From the first line of the data through the line containing "Note. One marker is placed on each instance of the spectator", return each line exactly.

===

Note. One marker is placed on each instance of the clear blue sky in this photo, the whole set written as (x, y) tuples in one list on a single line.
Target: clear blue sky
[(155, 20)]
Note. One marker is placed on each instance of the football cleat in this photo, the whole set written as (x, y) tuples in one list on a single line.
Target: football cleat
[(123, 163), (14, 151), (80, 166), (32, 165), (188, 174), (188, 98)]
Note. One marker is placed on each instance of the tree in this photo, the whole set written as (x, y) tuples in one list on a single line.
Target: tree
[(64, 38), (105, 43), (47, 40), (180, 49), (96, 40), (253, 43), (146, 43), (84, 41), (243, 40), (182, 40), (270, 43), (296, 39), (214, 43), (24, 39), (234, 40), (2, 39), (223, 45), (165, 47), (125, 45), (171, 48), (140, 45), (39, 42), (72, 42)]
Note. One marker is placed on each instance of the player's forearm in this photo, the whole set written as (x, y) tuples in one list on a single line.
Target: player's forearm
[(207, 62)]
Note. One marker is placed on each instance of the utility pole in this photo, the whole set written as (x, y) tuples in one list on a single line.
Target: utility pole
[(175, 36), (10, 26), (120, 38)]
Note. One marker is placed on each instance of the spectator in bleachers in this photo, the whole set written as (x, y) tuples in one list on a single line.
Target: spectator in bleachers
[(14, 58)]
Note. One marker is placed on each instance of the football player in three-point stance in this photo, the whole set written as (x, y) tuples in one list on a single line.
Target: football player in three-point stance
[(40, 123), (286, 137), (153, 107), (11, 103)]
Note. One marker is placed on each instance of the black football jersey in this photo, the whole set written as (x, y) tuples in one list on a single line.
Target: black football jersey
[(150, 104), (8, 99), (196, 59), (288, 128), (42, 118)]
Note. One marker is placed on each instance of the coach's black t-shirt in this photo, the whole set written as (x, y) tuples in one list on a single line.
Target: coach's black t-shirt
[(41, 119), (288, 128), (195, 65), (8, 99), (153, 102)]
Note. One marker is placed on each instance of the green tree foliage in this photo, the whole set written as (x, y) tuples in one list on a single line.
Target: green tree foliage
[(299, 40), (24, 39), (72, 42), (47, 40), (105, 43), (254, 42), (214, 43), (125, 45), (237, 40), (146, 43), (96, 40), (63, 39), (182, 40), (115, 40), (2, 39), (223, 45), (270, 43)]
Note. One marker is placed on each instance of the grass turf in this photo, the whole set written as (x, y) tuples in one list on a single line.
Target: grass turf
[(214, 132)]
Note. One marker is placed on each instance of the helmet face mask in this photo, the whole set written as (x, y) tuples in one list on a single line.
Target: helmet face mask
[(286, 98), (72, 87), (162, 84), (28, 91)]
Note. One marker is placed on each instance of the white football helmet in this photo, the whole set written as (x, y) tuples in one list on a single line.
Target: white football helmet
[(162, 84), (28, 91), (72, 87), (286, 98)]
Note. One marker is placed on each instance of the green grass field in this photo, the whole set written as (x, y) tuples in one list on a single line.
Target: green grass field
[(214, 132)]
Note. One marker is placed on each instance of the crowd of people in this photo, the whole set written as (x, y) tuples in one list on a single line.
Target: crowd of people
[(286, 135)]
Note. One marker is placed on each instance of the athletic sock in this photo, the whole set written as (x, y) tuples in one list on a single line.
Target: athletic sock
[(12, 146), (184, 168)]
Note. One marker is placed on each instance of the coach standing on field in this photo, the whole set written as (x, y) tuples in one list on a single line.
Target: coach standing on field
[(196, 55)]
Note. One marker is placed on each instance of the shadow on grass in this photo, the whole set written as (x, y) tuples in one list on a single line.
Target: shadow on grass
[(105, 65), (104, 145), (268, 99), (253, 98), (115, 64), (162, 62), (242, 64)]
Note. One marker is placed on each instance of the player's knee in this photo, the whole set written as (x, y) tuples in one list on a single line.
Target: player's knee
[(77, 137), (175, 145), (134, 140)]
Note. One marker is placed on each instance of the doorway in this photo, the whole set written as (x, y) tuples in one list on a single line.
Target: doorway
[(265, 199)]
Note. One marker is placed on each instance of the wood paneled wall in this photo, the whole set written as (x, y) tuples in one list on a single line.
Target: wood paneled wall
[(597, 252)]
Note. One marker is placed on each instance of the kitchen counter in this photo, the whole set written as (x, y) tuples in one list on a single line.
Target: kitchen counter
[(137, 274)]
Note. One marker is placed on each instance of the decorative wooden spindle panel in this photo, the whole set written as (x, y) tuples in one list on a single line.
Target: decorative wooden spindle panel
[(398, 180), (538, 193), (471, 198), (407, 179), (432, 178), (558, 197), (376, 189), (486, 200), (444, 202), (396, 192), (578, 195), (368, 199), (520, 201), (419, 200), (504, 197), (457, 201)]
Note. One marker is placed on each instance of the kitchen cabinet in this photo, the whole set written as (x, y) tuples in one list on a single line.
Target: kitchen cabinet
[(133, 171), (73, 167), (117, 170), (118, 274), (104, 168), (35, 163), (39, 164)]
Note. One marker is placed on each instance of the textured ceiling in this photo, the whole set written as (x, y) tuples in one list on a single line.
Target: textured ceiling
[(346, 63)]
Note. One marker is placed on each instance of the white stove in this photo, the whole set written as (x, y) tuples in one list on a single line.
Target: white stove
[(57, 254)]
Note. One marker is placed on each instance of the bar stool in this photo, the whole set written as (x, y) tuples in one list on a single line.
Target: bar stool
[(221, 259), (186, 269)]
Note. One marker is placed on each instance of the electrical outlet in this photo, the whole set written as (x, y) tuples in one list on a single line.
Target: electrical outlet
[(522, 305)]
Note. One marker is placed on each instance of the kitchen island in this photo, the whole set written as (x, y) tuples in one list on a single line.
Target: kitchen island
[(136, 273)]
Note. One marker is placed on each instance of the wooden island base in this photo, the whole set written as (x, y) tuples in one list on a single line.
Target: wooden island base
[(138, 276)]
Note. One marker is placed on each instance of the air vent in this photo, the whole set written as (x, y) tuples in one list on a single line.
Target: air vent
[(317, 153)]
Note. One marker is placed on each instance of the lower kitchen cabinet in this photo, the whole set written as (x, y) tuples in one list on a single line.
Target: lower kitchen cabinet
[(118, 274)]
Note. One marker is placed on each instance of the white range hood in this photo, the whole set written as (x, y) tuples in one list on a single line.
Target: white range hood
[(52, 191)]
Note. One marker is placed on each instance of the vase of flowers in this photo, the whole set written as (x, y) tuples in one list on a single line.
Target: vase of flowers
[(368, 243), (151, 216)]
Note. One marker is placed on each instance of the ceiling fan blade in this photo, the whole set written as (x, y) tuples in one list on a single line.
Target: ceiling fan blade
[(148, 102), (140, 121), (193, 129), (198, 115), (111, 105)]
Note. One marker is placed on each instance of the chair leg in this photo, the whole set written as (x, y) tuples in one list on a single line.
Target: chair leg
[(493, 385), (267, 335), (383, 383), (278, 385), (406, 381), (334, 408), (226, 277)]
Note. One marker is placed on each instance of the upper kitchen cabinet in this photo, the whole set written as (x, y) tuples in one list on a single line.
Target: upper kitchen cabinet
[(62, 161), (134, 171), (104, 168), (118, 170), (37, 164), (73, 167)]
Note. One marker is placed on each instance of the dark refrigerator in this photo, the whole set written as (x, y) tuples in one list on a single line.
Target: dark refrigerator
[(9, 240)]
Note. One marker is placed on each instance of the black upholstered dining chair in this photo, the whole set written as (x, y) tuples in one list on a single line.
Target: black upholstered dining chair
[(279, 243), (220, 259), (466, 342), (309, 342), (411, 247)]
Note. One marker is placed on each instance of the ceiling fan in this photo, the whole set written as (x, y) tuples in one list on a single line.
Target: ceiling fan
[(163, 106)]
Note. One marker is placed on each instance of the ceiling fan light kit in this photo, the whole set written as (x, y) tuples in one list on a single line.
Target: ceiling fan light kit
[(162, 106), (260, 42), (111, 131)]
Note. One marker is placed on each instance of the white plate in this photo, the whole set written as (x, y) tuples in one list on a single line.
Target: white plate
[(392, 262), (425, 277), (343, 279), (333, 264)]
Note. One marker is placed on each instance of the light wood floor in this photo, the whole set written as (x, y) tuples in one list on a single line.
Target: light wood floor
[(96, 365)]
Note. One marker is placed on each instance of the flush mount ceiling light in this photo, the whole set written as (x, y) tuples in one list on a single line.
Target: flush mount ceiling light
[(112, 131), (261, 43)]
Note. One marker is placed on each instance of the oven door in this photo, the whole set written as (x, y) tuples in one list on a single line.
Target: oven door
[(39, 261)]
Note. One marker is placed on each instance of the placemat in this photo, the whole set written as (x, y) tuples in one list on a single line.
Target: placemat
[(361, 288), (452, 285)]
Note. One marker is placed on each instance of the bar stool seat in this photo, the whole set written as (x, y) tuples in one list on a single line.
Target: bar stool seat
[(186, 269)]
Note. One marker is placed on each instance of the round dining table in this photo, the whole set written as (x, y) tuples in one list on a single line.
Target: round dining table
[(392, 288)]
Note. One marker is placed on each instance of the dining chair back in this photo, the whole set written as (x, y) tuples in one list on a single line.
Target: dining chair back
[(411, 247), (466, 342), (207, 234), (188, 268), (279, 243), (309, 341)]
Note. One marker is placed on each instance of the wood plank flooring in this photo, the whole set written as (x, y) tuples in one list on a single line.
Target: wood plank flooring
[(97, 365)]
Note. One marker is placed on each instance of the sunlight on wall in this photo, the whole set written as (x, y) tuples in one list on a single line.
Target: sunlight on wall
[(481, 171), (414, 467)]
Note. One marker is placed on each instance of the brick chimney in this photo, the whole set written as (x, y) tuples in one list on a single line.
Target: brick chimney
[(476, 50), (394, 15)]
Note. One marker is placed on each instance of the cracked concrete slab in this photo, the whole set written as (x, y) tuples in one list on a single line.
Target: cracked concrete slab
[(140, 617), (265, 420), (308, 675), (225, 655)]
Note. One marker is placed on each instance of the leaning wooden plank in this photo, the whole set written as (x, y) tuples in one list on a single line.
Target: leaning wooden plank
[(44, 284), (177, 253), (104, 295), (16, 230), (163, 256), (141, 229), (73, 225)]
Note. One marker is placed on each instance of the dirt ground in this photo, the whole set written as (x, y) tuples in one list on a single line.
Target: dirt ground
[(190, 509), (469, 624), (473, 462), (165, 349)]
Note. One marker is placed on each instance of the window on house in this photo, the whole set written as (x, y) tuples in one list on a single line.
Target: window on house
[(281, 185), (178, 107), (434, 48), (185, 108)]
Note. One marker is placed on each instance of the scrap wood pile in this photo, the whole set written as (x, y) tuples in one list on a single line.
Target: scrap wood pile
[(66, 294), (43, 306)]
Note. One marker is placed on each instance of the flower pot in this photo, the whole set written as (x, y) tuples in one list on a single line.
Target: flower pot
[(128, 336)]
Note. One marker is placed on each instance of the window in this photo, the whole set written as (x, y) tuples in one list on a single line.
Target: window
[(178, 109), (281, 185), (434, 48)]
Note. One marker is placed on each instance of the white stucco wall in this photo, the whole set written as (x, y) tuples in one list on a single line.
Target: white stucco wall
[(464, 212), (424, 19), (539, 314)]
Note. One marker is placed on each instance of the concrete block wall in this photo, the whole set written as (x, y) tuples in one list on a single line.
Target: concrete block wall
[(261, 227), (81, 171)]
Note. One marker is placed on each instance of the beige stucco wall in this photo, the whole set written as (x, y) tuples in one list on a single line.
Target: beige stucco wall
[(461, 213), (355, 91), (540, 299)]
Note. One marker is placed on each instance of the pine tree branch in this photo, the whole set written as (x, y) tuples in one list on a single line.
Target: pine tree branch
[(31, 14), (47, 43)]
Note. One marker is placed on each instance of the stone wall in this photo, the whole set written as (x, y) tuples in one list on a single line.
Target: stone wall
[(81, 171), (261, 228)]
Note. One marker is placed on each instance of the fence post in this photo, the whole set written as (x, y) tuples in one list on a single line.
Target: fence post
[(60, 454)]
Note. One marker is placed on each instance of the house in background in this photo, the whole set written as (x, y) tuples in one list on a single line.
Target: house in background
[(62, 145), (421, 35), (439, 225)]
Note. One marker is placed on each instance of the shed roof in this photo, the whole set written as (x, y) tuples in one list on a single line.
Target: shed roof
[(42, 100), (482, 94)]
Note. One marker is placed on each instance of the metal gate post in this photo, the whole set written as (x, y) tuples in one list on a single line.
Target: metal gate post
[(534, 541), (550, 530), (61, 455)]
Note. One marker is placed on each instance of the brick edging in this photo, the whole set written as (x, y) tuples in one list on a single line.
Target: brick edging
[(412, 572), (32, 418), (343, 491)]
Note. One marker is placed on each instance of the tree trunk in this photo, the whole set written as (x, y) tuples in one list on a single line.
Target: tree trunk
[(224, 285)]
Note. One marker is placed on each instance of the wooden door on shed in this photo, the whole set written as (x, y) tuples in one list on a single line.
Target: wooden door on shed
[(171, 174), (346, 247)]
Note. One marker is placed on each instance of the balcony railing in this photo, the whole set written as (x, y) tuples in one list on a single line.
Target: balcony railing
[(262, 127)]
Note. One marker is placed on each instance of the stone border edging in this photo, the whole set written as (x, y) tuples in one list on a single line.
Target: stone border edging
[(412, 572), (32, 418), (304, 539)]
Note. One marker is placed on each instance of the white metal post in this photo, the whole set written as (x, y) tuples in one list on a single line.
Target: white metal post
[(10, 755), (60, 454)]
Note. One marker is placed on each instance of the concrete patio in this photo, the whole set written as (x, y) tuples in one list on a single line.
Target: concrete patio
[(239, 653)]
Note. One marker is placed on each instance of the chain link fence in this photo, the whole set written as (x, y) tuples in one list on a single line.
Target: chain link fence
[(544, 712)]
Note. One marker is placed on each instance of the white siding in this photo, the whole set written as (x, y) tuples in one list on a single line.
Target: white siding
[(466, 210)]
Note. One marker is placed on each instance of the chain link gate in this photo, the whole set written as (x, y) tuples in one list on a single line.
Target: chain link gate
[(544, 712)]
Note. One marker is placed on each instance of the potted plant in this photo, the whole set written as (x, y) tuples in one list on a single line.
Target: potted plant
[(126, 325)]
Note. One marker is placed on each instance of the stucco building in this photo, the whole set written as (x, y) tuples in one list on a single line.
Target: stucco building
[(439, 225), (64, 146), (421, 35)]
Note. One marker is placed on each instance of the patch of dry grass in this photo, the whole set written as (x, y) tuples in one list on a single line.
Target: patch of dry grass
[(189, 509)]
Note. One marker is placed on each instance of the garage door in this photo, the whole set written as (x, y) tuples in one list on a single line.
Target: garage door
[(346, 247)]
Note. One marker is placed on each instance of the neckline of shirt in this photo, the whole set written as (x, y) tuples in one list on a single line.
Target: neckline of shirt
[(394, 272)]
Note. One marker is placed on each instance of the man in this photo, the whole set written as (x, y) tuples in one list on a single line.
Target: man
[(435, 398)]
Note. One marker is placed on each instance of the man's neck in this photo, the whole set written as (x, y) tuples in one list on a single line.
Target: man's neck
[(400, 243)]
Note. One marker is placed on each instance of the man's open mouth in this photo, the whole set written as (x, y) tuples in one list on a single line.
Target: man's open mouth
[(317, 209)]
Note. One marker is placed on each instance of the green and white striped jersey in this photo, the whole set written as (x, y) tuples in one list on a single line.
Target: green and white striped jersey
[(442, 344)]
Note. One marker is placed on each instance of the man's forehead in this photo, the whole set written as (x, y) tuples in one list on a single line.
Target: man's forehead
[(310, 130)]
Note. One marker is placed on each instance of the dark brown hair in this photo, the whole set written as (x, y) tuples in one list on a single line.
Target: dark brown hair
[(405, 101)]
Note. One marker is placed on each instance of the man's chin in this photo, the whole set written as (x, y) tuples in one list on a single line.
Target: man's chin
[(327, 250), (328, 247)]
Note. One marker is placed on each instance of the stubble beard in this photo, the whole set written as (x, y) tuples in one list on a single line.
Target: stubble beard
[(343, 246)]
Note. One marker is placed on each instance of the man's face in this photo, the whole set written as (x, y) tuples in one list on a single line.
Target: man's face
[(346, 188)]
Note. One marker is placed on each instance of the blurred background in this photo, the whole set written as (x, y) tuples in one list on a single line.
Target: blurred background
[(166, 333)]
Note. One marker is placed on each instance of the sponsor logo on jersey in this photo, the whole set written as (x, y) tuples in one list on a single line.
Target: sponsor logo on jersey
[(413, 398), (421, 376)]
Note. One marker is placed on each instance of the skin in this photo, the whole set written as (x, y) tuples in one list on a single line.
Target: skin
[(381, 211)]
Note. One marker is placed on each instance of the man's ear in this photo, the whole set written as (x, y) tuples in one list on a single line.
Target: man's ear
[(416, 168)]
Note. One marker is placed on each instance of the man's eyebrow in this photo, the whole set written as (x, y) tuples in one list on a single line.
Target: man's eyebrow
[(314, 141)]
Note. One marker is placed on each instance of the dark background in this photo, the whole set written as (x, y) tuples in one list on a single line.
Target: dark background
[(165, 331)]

===

• **Reply**:
Note. One marker is placed on each instance of the clear blue sky in this photo, the whole set written as (x, y) tuples in one list on a single line.
Target: clear blue sky
[(155, 20)]
Note. One marker is placed on each instance of the football cleat in this photo, the whole set written as (x, y) tuples in one list on a single line.
Target: football cleat
[(123, 163), (14, 151), (80, 166), (32, 165), (188, 174), (188, 98)]
Note. One marker is placed on each instance of the tree in this photo, the whole set written as (x, y) tuples in one list on a single line.
Target: tree
[(64, 38), (105, 43), (47, 40), (180, 49), (96, 40), (253, 43), (146, 43), (84, 41), (243, 40), (182, 40), (270, 43), (296, 39), (214, 43), (24, 39), (234, 40), (2, 39), (223, 45), (165, 47), (125, 45), (171, 48), (140, 45), (39, 42), (72, 42)]
Note. One marker is placed on each instance of the player's forearm in this photo, the whole set written as (x, y) tuples in one list on a single line.
Target: player's forearm
[(207, 62)]
Note. One marker is placed on each instance of the utility pole in this photo, the whole set written as (x, y) tuples in one list on a single line.
Target: utility pole
[(175, 36), (10, 26), (120, 38)]
Note. One marker is placed on each instance of the spectator in bleachers in this photo, the whole set written as (x, y) tuples in one list on a single line.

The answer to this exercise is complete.